--- RECORDS FOR PROCESSING Enclosed Below ---

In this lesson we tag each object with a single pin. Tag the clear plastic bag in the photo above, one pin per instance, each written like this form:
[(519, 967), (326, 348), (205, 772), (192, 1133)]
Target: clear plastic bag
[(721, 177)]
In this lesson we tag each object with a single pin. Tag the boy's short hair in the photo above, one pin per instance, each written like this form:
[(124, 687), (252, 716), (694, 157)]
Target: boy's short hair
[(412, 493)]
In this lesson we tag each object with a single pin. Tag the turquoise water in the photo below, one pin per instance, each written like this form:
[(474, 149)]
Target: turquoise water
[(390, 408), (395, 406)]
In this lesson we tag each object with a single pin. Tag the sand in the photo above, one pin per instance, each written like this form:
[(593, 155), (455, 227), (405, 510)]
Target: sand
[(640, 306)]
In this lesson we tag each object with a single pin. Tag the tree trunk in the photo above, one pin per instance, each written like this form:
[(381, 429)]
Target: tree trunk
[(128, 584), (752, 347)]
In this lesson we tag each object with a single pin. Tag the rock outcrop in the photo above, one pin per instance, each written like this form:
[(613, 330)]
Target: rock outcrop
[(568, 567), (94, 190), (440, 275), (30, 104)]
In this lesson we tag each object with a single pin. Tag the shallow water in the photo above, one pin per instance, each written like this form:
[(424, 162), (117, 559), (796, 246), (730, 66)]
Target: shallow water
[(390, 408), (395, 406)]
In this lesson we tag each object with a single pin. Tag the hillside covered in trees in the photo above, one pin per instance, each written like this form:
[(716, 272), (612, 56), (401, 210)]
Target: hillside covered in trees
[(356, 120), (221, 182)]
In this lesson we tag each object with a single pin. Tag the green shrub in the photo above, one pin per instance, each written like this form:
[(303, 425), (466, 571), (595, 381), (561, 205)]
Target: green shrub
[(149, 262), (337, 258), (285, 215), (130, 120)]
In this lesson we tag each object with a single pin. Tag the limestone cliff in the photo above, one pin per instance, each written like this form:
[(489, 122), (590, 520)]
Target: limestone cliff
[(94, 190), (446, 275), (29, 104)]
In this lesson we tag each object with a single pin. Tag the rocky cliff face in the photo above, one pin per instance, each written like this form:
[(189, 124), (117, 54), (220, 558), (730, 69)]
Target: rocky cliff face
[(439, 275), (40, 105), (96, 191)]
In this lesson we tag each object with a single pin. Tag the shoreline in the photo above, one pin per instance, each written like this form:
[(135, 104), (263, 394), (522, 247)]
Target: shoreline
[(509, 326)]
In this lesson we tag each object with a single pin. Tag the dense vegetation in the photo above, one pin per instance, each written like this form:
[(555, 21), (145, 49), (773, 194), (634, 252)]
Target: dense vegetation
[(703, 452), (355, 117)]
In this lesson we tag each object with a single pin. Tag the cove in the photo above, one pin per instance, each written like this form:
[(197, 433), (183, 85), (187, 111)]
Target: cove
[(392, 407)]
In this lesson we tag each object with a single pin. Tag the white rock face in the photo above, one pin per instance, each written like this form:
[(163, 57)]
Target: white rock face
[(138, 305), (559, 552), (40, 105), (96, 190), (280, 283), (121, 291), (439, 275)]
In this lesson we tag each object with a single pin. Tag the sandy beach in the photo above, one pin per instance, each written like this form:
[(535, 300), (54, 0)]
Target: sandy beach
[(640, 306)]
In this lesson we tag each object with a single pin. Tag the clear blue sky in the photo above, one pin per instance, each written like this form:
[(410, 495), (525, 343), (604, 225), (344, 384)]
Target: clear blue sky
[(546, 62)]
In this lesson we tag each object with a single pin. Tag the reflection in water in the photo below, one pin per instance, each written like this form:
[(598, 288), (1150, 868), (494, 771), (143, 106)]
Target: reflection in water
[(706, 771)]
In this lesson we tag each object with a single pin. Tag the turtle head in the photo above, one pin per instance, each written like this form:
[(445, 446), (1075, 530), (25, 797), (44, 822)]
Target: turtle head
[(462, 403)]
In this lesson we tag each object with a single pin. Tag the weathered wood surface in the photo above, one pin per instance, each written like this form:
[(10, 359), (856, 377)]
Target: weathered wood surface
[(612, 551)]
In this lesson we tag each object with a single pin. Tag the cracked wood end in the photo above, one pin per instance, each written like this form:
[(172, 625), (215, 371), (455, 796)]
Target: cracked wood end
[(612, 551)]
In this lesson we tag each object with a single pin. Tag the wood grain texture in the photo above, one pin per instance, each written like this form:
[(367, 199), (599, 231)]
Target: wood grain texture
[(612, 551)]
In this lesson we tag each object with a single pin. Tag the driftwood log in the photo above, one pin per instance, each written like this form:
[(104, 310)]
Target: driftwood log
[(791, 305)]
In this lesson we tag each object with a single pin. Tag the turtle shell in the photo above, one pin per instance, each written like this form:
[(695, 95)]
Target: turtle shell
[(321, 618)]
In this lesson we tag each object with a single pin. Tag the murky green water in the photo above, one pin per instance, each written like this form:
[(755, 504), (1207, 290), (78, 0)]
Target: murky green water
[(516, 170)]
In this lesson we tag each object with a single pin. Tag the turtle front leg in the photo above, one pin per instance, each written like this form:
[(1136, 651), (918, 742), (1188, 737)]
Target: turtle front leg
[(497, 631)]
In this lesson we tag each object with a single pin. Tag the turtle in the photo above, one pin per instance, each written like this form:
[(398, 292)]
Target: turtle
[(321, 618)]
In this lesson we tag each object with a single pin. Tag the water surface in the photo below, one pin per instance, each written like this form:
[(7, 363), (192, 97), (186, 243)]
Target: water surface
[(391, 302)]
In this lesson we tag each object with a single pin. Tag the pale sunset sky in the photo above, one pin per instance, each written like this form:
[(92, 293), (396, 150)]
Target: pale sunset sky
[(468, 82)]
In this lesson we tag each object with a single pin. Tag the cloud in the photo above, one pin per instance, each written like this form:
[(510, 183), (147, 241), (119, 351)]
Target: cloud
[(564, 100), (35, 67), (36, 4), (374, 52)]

--- End of Enclosed RECORDS FOR PROCESSING ---

**TASK INSTRUCTIONS:**
The full set of data above must come back exactly as written.

**RESULT OF THIS TASK:**
In this lesson we tag each object with a single pin. Tag the clear plastic bag in the photo above, one pin per instance, each written like this form:
[(519, 967), (326, 348), (205, 772), (192, 1133)]
Target: clear plastic bag
[(721, 177)]
In this lesson we tag each object with a single pin. Tag the boy's short hair in the photo above, one pin per instance, each written like this form:
[(124, 687), (252, 716), (694, 157)]
Target: boy's short hair
[(412, 493)]
In this lesson we tag each object with a single pin. Tag the turquoise water in the photo below, one pin per instance, each written like this form:
[(474, 149)]
Target: turquoise water
[(390, 408), (395, 406)]
In this lesson we tag each object with a single pin. Tag the sand in the photo above, one pin per instance, each written like this form:
[(593, 155), (455, 227), (405, 510)]
Target: sand
[(640, 306)]
In this lesson we tag each object with a single pin. Tag the tree trunk in the photo above, one pin per instance, each written like this form:
[(381, 429)]
Target: tree trunk
[(128, 584), (752, 347)]
In this lesson we tag each object with a single pin. Tag the rock outcrop in the photo above, one pin per instance, each written like this form:
[(613, 330)]
Target: rock outcrop
[(568, 567), (94, 190), (440, 275), (30, 104)]
In this lesson we tag each object with a single pin. Tag the shallow water in the photo above, one pin per instance, each written like this form:
[(424, 162), (117, 559), (796, 246), (730, 66)]
Target: shallow water
[(390, 408), (395, 406)]
In this lesson we tag each object with a single pin. Tag the hillside covered in trees in the photo above, one pin per instance, each written like this form:
[(716, 272), (612, 56), (401, 210)]
Target: hillside covered in trees
[(356, 120), (221, 182)]
In this lesson we tag each object with a single pin. Tag the green shrub in the photo above, one pin per instance, each written like this form:
[(303, 425), (466, 571), (595, 381), (561, 205)]
Target: green shrub
[(149, 262), (337, 258), (285, 215), (130, 120)]
In this lesson we tag each object with a single pin. Tag the limestone cliff in the photo above, one pin per instance, each written like this form:
[(489, 122), (590, 520)]
Target: limestone cliff
[(94, 190), (446, 275), (29, 104)]
In this lesson we tag each object with a single pin. Tag the rocky cliff face in the photo above, one pin per instance, each written like this form:
[(189, 124), (117, 54), (220, 558), (730, 69)]
Target: rocky cliff face
[(439, 275), (40, 105), (96, 191)]
In this lesson we tag each object with a single pin. Tag the shoreline in the photo above, one pin per instance, each written like this form:
[(135, 104), (263, 394), (522, 247)]
Target: shoreline
[(509, 326)]
In this lesson we tag each object with a single pin. Tag the dense vegetation in the photo above, one pin per instance, each written like this form:
[(555, 21), (145, 49), (773, 194), (634, 252)]
Target: dense vegetation
[(703, 452), (355, 117)]
In this lesson we tag each object with a single pin. Tag the cove in the photo above, one pin per instance, each written like this form:
[(197, 433), (183, 85), (187, 111)]
Target: cove
[(392, 407)]
In this lesson we tag each object with a single pin. Tag the white rock face in the photo above, one pin per instance, each written like this form:
[(163, 57)]
Target: white rock face
[(138, 305), (559, 552), (40, 105), (96, 190), (280, 283), (121, 291), (439, 275)]
In this lesson we tag each object with a single pin. Tag the sandy beach in the photo above, one pin per instance, each written like this form:
[(535, 300), (54, 0)]
Target: sandy beach
[(640, 306)]
In this lesson we tag each object with a single pin. Tag the clear blue sky in the photo above, one pin per instance, each written like this form:
[(410, 495), (525, 343), (604, 225), (344, 384)]
Target: clear blue sky
[(546, 62)]
In this lesson we tag each object with a single pin. Tag the reflection in water in the photo below, one pin per instance, each written like this form:
[(598, 288), (1150, 868), (494, 771), (143, 106)]
Target: reflection in water
[(706, 771)]
In this lesson we tag each object with a single pin. Tag the turtle head in the photo above, one pin per instance, each written like this form:
[(445, 446), (1075, 530), (25, 797), (44, 822)]
Target: turtle head
[(462, 403)]
In this lesson we tag each object with a single pin. Tag the weathered wood surface in the photo above, one pin per instance, each written like this form:
[(10, 359), (856, 377)]
Target: weathered wood surface
[(612, 551)]
In this lesson we tag each object with a single pin. Tag the cracked wood end in the photo above, one pin per instance, each written like this form:
[(172, 625), (215, 371), (455, 796)]
Target: cracked wood end
[(612, 551)]
In this lesson we tag each object with a single pin. Tag the wood grain texture in the photo above, one pin per instance, each written like this form:
[(367, 199), (599, 231)]
Target: wood grain texture
[(612, 551)]
In this lesson we tag each object with a single pin. Tag the driftwood log in the photo above, one pin per instance, each written like this form:
[(104, 310)]
Target: driftwood log
[(791, 305)]
In this lesson we tag each object with a single pin. Tag the turtle shell in the photo above, one pin per instance, each written like this form:
[(695, 95)]
Target: turtle shell
[(321, 618)]
In this lesson we tag each object with a single pin. Tag the murky green water in the photo above, one pin per instance, each written like this form:
[(755, 504), (1207, 290), (78, 0)]
Target: murky green water
[(516, 170)]
In this lesson we tag each object with a single pin. Tag the turtle front leg in the photo above, one pin per instance, each written like this form:
[(1136, 651), (918, 742), (1188, 737)]
Target: turtle front leg
[(497, 631)]
In this lesson we tag each object with a single pin. Tag the turtle in the photo above, one pin per instance, each written like this form:
[(398, 292)]
Target: turtle
[(321, 618)]
In this lesson we tag each object with a single pin. Tag the water surface in the photo below, one pin per instance, each written like this form:
[(7, 363), (192, 97), (186, 243)]
Target: water surface
[(391, 302)]
In this lesson we tag each object with a single pin. Tag the pale sunset sky in the photo above, one pin per instance, each written like this form:
[(92, 293), (396, 150)]
Target: pale sunset sky
[(468, 82)]
In this lesson we tag each object with a single pin. Tag the cloud in the photo above, one pin per instance, each written like this form:
[(510, 183), (147, 241), (119, 351)]
Target: cloud
[(564, 100), (35, 67), (36, 4), (374, 52)]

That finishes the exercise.